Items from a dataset
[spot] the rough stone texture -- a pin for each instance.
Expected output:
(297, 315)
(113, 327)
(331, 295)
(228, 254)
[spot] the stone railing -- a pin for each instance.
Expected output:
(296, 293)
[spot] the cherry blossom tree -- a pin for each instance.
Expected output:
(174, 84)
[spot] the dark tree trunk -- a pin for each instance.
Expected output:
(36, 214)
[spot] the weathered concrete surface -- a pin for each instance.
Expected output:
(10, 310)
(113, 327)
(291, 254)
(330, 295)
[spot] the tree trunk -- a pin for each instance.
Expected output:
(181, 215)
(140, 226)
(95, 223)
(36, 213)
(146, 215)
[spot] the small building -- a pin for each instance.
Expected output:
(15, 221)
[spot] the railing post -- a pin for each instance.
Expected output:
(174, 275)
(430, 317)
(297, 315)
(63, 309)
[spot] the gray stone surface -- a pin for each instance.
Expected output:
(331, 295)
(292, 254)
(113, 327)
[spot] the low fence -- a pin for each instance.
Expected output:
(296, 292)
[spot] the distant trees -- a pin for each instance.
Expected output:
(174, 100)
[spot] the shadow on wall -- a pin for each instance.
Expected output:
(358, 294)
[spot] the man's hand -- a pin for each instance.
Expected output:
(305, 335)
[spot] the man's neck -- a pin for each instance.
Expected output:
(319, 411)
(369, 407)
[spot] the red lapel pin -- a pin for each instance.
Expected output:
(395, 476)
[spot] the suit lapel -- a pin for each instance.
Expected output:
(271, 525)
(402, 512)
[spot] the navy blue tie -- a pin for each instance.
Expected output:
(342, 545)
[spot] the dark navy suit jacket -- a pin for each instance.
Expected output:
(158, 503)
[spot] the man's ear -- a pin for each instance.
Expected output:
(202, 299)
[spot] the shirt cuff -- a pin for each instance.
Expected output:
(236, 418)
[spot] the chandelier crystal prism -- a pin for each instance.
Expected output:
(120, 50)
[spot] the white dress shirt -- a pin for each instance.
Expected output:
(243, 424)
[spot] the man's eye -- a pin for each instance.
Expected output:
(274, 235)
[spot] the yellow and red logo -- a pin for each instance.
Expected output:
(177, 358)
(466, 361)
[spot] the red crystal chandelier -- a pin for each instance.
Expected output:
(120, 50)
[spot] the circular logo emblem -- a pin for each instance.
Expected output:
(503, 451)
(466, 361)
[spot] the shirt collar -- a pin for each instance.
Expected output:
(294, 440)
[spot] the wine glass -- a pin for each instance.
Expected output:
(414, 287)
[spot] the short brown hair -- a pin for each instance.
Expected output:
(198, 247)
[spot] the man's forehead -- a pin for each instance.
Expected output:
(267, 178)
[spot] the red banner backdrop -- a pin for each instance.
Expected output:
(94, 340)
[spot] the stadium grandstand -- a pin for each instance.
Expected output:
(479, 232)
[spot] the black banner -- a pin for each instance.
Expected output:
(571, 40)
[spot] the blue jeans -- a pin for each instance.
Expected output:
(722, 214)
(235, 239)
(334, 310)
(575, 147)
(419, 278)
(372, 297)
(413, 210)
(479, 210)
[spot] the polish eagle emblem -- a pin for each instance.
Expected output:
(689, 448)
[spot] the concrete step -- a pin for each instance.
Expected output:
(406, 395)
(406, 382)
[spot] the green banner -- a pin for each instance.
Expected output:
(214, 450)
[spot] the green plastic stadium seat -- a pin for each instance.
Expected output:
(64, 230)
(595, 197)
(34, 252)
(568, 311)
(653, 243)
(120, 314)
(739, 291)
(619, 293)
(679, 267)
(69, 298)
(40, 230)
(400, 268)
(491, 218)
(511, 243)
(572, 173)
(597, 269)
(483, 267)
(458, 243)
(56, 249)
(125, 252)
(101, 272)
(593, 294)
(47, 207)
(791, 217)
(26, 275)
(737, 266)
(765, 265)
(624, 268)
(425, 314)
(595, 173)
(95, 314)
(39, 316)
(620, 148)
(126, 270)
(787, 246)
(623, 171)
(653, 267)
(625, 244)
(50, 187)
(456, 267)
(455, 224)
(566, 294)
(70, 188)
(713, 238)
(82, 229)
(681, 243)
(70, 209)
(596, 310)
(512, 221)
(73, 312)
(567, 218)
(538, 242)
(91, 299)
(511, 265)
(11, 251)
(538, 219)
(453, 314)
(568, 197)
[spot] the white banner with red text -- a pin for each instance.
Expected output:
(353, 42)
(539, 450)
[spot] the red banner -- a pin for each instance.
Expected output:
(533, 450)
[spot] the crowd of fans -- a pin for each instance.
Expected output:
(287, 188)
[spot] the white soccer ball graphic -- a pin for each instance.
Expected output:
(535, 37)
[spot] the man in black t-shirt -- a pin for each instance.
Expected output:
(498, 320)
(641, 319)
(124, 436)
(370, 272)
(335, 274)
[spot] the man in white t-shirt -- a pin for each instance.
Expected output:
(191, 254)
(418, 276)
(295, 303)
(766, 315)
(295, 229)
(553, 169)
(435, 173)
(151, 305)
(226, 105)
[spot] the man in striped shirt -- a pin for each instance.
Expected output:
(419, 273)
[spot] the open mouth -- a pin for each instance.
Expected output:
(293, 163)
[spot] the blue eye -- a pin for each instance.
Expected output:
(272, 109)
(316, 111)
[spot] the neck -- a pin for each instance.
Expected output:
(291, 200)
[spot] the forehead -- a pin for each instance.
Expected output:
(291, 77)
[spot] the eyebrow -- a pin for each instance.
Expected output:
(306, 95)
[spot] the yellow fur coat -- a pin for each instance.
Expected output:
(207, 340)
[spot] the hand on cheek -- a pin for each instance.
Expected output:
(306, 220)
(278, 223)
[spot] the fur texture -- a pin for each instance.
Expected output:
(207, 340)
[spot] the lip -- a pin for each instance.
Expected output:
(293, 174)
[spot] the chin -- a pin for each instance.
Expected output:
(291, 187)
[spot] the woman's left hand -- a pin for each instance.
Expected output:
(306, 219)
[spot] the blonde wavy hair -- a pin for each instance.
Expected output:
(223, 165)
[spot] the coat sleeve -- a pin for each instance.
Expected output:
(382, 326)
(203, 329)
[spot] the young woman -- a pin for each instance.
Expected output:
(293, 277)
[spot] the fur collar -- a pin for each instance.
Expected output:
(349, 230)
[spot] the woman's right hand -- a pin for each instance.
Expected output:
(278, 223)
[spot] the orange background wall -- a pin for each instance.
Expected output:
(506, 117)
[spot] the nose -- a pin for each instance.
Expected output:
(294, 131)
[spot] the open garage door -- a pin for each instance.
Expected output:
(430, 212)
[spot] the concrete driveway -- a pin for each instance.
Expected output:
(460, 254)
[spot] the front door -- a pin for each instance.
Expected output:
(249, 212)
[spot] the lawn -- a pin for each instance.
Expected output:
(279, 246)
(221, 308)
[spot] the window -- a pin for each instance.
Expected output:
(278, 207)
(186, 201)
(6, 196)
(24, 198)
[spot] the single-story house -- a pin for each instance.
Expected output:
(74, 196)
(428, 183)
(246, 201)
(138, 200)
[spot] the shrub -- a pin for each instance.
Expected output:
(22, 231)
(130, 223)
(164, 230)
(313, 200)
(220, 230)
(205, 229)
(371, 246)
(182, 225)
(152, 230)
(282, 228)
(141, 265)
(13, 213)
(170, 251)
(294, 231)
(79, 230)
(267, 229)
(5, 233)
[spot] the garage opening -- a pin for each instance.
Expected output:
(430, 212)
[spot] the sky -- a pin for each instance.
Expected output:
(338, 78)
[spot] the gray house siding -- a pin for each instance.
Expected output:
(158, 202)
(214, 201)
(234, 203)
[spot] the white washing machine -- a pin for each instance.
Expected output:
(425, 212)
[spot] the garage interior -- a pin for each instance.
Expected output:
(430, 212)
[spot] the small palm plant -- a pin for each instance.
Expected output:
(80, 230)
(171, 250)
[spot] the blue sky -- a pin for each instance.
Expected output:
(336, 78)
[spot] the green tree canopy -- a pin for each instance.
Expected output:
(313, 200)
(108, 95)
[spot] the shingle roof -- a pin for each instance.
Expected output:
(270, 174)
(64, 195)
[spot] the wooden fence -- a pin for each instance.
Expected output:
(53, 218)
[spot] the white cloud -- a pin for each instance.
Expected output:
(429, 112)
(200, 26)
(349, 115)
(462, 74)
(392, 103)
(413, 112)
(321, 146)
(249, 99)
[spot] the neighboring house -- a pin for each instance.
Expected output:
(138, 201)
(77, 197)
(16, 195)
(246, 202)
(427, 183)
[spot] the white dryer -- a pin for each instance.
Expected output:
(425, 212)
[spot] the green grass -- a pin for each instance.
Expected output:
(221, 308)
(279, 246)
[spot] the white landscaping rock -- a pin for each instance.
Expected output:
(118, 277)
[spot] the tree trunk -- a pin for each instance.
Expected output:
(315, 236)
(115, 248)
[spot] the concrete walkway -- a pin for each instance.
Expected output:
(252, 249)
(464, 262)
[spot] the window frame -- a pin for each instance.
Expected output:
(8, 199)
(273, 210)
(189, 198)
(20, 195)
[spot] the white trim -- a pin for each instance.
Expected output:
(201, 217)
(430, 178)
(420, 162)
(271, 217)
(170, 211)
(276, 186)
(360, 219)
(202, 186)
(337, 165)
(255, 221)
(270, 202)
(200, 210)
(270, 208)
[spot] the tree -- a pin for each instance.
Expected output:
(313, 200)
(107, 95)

...

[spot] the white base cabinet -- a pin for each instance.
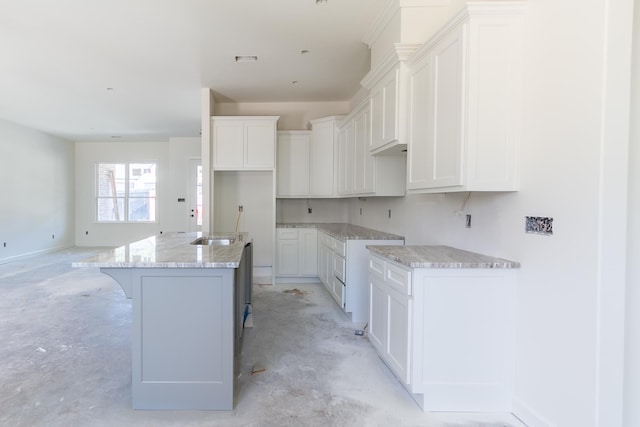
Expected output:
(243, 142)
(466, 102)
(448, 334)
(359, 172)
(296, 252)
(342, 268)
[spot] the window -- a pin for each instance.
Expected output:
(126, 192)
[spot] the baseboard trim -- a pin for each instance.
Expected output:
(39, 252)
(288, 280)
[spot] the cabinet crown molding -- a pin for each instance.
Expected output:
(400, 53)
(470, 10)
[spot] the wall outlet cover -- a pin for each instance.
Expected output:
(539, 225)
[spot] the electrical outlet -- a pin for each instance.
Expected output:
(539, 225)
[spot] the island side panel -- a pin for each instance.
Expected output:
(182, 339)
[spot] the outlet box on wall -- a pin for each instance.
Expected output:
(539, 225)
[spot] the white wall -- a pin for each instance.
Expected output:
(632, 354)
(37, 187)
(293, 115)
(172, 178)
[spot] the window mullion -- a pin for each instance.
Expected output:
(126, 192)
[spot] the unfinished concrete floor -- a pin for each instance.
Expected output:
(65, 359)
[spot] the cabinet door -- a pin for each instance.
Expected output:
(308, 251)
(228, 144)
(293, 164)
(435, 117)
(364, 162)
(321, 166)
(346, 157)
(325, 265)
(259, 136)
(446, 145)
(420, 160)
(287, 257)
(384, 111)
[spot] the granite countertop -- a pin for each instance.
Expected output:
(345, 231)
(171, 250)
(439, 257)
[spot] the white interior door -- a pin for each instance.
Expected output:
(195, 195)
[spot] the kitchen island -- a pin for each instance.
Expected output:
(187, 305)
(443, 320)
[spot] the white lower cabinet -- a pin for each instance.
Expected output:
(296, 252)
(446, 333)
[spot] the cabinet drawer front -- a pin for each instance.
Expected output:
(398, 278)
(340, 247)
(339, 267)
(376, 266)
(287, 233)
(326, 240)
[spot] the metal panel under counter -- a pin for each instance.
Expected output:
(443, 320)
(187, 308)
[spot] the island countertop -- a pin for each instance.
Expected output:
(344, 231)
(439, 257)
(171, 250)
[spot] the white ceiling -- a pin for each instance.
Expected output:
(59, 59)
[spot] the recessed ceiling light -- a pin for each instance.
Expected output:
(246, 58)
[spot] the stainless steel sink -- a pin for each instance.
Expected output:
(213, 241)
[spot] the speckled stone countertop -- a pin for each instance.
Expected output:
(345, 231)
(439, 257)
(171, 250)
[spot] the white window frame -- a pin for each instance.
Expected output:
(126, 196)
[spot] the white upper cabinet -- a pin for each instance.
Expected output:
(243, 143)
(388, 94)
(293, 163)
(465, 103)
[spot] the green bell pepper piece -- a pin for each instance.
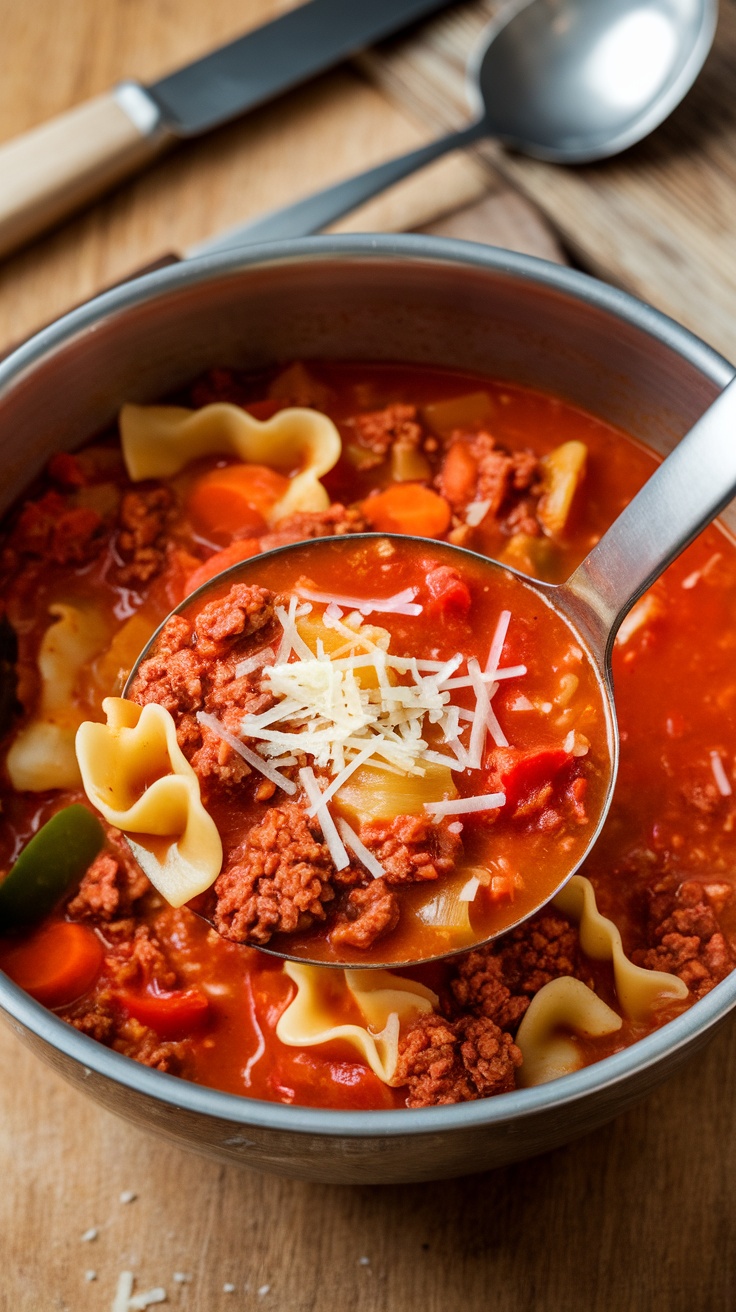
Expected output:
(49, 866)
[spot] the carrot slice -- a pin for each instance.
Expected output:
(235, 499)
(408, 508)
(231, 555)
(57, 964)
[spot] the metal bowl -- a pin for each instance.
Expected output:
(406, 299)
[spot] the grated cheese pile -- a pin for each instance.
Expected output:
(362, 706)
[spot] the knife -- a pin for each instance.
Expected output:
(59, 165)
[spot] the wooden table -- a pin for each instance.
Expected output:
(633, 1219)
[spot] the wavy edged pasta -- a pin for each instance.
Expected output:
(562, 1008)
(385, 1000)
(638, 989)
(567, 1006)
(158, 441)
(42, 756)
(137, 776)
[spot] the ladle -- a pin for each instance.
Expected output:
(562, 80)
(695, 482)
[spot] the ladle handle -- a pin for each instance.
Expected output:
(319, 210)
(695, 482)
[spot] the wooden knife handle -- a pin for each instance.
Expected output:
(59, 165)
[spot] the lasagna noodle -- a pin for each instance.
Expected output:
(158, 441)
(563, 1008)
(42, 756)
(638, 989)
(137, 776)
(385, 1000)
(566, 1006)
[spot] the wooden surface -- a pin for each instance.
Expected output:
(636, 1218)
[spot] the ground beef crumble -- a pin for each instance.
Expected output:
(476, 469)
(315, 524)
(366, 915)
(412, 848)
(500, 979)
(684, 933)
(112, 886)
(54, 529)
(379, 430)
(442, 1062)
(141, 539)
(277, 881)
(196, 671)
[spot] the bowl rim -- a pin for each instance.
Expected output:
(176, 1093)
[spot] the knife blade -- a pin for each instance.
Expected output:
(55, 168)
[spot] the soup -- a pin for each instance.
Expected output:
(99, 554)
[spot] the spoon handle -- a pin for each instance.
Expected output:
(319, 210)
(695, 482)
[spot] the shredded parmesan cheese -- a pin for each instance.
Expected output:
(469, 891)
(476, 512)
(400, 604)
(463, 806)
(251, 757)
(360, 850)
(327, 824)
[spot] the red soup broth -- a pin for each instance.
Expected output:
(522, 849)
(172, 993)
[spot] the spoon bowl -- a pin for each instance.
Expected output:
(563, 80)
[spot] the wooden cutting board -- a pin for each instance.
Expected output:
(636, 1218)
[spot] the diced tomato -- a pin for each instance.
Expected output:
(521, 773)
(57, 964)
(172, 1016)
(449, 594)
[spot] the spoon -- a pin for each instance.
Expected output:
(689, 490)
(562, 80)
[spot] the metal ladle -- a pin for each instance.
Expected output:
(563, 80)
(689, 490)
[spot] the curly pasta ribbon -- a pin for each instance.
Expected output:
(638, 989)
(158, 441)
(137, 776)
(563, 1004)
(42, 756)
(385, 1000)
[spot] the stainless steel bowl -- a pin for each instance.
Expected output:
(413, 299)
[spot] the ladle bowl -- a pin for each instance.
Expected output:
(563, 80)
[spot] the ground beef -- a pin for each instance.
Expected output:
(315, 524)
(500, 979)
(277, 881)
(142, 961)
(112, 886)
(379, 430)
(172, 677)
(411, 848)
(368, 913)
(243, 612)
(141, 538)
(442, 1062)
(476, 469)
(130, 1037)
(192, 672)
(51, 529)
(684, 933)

EXERCISE: Filter the lines above and copy each one that contains the word "cheese".

WRITTEN ANSWER:
[spot] the grated cheese pile -- a pin for each instance.
[spot] the shredded parmesan cheese -- a pin for each instance.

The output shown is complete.